**WRITTEN INSTRUCTION**
Copy the part of the records that opens with the line containing "obj: snake head" and closes with the line containing "left=158, top=53, right=168, bottom=69", replacing "snake snout" with "snake nose" and keeping everything else unchanged.

───

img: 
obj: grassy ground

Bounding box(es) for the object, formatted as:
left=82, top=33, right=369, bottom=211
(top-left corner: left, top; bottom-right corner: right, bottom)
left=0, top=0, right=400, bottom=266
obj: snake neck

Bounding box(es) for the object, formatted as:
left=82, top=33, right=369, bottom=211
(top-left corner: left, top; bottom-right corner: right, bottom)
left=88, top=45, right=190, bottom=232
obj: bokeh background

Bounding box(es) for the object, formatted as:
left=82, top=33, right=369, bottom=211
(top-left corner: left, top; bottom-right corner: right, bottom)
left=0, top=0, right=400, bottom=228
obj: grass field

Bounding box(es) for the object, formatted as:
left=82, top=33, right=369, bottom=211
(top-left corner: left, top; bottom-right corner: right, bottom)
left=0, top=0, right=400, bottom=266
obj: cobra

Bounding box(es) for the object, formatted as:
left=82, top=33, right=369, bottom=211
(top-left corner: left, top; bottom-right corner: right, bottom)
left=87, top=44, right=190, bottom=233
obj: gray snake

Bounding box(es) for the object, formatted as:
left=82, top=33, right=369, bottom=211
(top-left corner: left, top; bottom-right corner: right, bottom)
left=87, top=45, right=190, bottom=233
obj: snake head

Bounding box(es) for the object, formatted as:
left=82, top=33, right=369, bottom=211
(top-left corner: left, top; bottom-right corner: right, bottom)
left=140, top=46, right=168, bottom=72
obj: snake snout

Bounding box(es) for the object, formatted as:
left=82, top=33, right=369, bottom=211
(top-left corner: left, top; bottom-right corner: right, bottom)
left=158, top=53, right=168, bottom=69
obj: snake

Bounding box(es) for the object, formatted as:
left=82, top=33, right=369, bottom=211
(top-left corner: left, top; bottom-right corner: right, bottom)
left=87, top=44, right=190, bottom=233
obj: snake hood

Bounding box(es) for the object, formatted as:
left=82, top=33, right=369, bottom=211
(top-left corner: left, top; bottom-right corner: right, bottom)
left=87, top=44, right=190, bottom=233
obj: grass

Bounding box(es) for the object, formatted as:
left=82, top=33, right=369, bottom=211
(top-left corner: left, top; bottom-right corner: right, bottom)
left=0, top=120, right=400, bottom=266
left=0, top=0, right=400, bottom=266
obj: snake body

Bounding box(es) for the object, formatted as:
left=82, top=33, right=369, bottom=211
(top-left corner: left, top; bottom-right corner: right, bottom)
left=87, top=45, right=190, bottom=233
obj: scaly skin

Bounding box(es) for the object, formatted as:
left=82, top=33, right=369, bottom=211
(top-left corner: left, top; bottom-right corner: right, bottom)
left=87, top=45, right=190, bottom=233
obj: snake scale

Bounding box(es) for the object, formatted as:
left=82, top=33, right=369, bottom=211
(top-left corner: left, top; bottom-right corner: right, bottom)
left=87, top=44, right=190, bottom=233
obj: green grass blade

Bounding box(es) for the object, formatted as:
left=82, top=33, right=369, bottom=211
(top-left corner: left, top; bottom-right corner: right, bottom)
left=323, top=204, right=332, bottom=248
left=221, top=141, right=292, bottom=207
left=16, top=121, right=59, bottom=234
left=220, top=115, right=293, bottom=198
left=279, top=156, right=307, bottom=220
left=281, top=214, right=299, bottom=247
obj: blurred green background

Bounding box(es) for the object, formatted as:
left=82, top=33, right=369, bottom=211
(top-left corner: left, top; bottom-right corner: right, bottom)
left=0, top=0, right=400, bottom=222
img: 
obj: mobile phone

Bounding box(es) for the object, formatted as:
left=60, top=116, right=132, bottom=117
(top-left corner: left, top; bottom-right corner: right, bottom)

───

**TASK RESPONSE**
obj: snake head

Bounding box(es) for the object, formatted as:
left=82, top=33, right=369, bottom=211
(top-left corner: left, top; bottom-right corner: right, bottom)
left=140, top=46, right=168, bottom=72
obj: snake nose

Bounding box(es) for the object, formatted as:
left=82, top=33, right=369, bottom=211
(top-left corner: left, top; bottom-right corner: right, bottom)
left=158, top=53, right=168, bottom=69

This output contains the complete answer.